**PROMPT**
In the data below, find the line containing "of the pale"; reproduce that line and all subsequent lines exactly, and nothing else.

══ ENTRIES PROVIDED ══

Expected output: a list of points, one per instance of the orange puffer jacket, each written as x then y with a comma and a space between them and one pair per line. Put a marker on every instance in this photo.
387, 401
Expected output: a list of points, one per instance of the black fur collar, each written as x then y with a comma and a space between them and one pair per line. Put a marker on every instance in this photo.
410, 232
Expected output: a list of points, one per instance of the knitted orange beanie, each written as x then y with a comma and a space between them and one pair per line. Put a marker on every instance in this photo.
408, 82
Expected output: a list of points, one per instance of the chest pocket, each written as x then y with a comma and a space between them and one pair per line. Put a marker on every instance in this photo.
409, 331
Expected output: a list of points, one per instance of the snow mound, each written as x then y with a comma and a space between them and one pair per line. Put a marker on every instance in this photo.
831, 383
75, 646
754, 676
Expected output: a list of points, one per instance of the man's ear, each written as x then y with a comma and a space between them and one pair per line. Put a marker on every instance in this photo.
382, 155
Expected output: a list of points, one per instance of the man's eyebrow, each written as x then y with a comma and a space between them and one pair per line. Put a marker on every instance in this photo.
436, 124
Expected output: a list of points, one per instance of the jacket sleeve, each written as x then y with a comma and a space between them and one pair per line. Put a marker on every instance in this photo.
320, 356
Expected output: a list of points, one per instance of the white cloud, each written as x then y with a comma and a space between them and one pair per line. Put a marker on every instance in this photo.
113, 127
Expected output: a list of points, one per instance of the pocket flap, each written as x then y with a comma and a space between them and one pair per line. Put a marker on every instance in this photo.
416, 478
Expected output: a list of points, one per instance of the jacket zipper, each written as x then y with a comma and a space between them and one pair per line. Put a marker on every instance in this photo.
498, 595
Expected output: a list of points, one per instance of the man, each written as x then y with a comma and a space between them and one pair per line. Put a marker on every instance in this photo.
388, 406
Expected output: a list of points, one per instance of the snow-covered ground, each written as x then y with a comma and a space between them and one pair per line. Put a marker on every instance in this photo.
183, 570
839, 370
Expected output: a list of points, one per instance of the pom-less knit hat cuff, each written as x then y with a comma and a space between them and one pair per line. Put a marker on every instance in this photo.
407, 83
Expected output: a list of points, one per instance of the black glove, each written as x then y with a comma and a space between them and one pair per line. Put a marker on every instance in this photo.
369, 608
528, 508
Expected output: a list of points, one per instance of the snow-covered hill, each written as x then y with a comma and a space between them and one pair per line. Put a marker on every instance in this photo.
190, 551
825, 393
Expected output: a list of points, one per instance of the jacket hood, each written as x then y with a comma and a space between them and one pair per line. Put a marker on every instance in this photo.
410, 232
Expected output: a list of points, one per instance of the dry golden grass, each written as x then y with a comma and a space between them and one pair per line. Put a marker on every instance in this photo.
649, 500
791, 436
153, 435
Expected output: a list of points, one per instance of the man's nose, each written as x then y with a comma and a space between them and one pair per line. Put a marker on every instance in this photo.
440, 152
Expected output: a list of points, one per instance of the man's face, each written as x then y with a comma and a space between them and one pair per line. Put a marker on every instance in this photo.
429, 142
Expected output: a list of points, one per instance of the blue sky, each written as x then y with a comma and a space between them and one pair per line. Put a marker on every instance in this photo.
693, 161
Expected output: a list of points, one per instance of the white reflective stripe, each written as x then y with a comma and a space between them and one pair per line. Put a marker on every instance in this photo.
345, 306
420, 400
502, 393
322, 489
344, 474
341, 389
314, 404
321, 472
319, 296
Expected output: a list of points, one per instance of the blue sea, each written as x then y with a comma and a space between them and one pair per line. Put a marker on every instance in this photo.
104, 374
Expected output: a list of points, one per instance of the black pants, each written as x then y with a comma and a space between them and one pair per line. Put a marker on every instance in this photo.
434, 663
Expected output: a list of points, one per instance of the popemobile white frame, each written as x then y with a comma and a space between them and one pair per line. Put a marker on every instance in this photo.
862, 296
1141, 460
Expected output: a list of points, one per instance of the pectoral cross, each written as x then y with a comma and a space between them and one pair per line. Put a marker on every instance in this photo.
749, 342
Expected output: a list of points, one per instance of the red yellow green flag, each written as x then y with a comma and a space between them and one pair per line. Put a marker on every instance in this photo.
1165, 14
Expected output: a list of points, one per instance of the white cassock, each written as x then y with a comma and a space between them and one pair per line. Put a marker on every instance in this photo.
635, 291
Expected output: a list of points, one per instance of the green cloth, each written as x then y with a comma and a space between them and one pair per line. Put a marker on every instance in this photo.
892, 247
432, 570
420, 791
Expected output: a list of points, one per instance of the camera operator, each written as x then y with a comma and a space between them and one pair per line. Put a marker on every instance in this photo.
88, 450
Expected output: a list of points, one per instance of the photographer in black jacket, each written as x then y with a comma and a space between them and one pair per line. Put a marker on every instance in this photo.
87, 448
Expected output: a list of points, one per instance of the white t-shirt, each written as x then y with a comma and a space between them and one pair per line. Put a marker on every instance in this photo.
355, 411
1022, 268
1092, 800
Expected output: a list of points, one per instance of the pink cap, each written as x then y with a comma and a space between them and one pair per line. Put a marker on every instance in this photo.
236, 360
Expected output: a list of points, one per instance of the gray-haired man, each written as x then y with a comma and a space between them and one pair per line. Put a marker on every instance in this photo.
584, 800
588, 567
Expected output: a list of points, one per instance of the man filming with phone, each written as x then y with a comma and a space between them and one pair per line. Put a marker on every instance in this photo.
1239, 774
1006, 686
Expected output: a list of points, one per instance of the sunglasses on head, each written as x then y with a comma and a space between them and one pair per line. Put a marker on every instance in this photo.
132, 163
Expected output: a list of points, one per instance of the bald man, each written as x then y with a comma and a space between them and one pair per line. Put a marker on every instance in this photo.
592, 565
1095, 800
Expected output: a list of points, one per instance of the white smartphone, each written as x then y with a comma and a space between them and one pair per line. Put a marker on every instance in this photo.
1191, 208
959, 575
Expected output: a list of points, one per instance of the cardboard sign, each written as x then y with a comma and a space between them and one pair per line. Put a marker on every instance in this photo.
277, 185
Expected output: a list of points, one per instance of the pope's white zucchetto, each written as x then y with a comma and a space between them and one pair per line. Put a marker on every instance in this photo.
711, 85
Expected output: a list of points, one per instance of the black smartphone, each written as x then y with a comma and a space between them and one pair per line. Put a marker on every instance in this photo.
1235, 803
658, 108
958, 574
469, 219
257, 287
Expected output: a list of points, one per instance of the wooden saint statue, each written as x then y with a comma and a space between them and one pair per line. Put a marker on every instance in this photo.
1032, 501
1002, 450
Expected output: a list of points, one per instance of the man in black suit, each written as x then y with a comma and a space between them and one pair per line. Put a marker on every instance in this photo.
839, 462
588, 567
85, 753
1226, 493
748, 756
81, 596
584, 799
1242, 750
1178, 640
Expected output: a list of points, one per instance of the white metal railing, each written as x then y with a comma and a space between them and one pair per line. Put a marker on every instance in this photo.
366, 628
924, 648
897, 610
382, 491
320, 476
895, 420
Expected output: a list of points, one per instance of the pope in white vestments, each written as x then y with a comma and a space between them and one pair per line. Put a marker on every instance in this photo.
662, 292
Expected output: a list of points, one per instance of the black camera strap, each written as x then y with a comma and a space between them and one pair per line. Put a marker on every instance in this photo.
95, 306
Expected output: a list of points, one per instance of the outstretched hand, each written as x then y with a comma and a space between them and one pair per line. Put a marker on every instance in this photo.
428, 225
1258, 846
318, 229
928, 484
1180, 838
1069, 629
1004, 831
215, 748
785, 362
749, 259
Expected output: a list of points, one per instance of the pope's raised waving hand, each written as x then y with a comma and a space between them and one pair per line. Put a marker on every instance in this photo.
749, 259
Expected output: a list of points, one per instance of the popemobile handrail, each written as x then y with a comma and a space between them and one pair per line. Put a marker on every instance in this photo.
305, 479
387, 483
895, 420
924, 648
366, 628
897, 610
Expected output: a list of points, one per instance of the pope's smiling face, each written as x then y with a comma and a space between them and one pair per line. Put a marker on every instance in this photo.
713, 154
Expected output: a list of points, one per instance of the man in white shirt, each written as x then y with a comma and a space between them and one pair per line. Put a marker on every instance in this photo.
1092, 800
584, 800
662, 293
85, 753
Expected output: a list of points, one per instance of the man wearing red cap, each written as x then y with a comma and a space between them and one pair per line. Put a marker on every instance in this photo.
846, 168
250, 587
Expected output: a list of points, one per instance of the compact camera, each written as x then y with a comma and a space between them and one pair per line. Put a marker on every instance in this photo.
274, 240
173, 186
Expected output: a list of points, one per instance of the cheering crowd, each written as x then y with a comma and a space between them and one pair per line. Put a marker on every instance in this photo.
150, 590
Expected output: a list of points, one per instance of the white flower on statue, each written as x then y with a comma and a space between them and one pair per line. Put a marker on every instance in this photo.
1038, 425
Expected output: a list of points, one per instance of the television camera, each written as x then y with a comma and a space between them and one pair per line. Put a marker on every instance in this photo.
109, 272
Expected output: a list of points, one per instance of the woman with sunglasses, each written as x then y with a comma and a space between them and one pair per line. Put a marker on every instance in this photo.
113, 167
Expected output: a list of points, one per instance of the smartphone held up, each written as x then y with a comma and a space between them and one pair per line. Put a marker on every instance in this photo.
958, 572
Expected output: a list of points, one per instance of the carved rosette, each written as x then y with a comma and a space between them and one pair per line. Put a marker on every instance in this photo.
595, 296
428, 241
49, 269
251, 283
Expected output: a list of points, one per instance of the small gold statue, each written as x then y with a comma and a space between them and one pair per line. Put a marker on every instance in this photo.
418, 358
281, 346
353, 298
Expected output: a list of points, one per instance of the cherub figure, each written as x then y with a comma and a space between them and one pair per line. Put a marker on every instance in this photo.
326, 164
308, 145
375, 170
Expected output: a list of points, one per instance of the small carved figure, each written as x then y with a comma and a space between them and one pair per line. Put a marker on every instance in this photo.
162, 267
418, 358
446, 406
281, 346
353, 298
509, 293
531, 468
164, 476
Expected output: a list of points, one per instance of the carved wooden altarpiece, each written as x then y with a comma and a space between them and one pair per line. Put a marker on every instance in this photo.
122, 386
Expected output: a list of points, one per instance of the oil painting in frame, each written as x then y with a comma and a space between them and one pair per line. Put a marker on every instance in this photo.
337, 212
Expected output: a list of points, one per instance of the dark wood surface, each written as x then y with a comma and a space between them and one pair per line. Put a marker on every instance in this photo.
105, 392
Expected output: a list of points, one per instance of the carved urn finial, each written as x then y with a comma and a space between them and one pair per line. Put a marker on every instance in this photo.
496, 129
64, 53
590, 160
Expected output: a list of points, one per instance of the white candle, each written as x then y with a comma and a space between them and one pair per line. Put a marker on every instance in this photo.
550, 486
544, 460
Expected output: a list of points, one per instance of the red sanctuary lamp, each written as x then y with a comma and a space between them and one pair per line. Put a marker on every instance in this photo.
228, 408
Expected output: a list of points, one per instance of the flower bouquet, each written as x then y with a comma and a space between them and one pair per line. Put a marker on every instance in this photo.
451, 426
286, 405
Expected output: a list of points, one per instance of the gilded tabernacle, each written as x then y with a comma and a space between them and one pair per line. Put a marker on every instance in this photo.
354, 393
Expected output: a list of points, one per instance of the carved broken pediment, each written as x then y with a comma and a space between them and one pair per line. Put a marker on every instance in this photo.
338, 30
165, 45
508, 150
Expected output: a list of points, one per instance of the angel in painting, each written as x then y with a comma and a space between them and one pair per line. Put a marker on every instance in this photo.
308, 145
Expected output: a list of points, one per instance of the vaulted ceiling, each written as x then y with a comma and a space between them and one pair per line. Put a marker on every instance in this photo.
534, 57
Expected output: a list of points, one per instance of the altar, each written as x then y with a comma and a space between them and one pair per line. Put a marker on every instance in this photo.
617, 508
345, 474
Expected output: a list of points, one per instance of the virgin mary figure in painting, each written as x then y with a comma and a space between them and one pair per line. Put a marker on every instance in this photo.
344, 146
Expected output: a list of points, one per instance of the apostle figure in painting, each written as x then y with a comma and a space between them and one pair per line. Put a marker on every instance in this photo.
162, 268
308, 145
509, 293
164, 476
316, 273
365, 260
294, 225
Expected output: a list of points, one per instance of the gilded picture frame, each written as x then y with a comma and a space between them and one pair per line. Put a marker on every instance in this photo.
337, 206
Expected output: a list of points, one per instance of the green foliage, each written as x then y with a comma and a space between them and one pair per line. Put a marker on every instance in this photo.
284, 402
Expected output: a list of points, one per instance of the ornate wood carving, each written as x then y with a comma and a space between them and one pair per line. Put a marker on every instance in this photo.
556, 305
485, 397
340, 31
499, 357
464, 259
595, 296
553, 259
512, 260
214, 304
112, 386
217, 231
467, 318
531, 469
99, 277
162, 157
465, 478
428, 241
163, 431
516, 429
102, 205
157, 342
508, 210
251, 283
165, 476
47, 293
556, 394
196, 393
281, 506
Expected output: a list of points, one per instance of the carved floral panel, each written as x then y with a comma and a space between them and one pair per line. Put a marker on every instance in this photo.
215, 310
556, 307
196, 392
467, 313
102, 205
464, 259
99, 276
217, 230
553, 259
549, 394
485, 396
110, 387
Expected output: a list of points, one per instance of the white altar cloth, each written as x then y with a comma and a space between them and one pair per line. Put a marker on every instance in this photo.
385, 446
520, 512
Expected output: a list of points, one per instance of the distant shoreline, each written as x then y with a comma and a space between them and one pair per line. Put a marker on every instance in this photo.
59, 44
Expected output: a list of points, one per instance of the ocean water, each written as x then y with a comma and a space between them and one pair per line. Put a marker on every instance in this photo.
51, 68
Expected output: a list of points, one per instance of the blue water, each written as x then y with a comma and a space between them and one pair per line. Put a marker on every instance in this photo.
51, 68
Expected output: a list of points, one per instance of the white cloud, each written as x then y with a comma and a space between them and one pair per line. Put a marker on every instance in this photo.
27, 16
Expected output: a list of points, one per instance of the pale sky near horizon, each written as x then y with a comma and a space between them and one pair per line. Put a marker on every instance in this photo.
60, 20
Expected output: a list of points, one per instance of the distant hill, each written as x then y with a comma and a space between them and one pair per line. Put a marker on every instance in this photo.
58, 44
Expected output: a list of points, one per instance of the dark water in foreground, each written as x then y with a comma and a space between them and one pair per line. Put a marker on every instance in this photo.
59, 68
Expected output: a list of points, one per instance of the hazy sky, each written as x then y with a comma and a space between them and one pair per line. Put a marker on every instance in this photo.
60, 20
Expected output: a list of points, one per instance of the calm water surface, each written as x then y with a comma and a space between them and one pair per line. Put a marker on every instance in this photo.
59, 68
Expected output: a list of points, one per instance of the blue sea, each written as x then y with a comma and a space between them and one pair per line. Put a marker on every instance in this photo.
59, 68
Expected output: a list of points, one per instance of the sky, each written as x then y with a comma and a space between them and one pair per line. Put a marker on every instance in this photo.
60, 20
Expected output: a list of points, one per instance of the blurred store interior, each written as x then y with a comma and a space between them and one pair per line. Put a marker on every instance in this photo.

═══

**COMPLETED EXERCISE**
Expected output: a list of points, one per instance of the pale sky near horizon, each written as x then y with a comma and a space between them and one pair per line. Put a marker on every instance in this photo.
60, 20
Expected output: a list of points, one per instance of the distant hill, each written as x then y with a comma and a space between them and one pair per line. Put a marker on every instance in this photo.
58, 44
Expected output: a list of points, one per instance of the dark water in foreground, each written as x then y with a comma and a space between them and one pair per line. Put a marker on every instance in this photo.
59, 68
Expected output: a list of points, one per instance of the hazy sky, each written as x then y with a comma and a space between them and one pair per line. Put a marker on every instance in this photo.
60, 20
Expected output: a list of points, one per instance of the calm water surface, each written as x then y with a comma and a space between them and one pair per line. Put a marker on every instance in this photo.
59, 68
Expected output: a list of points, one per instance of the blue sea, each written as x then y with a comma and a space between them and one pair per line. Put a marker on every instance in this photo.
59, 68
Expected output: a list of points, one per instance of the sky, each written as x then y with a comma and a space between them and one pair per line. Put a marker on every instance in this photo.
60, 20
Expected output: a list of points, one per instance of the blurred store interior, each written as x then y with a comma and a space between them and one pair per line. Put a marker on every instance in this photo.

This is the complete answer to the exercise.